DE LA SÉPARATION DE CORPS ET DU DIVORCE (C. D.).

1115. * Les rédacteurs du Code Napoléon avaient établi simultanément le divorce et la séparation de corps (liv. I, tit. IV), comme des remèdes contre les unions mal assorties. Le divorce, qui rompait complétement le lien conjugal, permettait aux époux divorcés de contracter de nouvelles unions; par la séparation de corps, qui supprime la vie commune et la société de biens entre les époux, le lien conjugal est relâché, mais non brisé. Le mari et la femme ne sont pas libres, et la loi espère toujours entre eux une réconciliation.

Les rédacteurs du Code de procédure, en écrivant le titre dont nous avons à nous occuper, n'ont pas eu l'intention de régler d'une manière complète la procédure du divorce et celle de la séparation de corps. A l'égard du divorce, le Code Napoléon était entré dans tous les détails de la procédure à suivre (art. 234 et suiv.), et l'art. 881 du Code de procédure se borne purement et simplement à renvoyer à cet égard aux dispositions du Code Napoléon. Le divorce a, d'ailleurs, été aboli par une loi du 8 mai 1816; et toutes les tentatives qui ont été faites pour le rétablir sont restées infructueuses.
----
• Tâches:
1 - Pouvez-vous résumer en deux phrases l'extrait sur la séparation de corps et le divorce ?
2 - Pouvez-vous reproduire à l'identique le passage de l'extrait sur la séparation de corps et le divorce situé entre "1115. * Les" et "eux une réconciliation.", bornes incluses ?

• Données fournies:
----
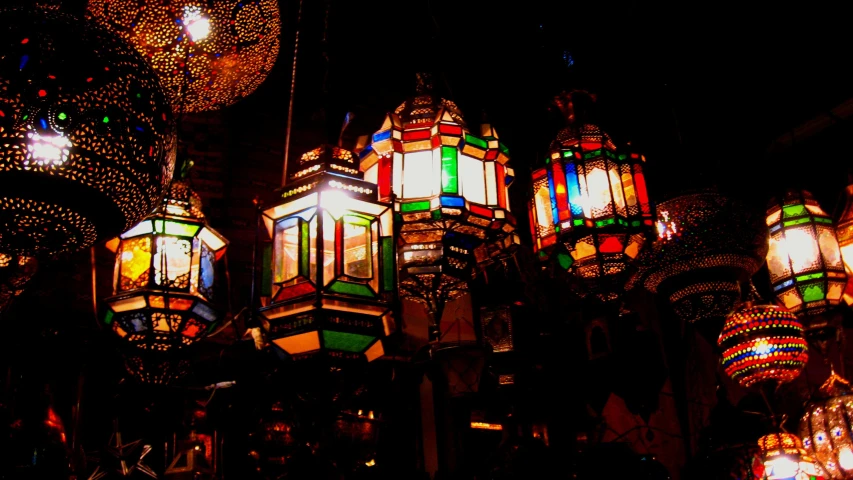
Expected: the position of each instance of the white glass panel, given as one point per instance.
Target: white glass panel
(472, 179)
----
• Réponses par tâche:
1 - Le Code Napoléon avait institué à la fois le divorce, qui rompait entièrement le lien conjugal et permettait aux époux de se remarier, et la séparation de corps, qui supprime la vie commune et la société de biens sans briser ce lien. Le Code de procédure ne règle pas complètement ces procédures, son article 881 renvoyant au Code Napoléon pour le divorce, lequel a été aboli par une loi du 8 mai 1816, toutes les tentatives pour le rétablir étant restées infructueuses.

2 -
1115. * Les rédacteurs du Code Napoléon avaient établi simultanément le divorce et la séparation de corps (liv. I, tit. IV), comme des remèdes contre les unions mal assorties. Le divorce, qui rompait complétement le lien conjugal, permettait aux époux divorcés de contracter de nouvelles unions; par la séparation de corps, qui supprime la vie commune et la société de biens entre les époux, le lien conjugal est relâché, mais non brisé. Le mari et la femme ne sont pas libres, et la loi espère toujours entre eux une réconciliation.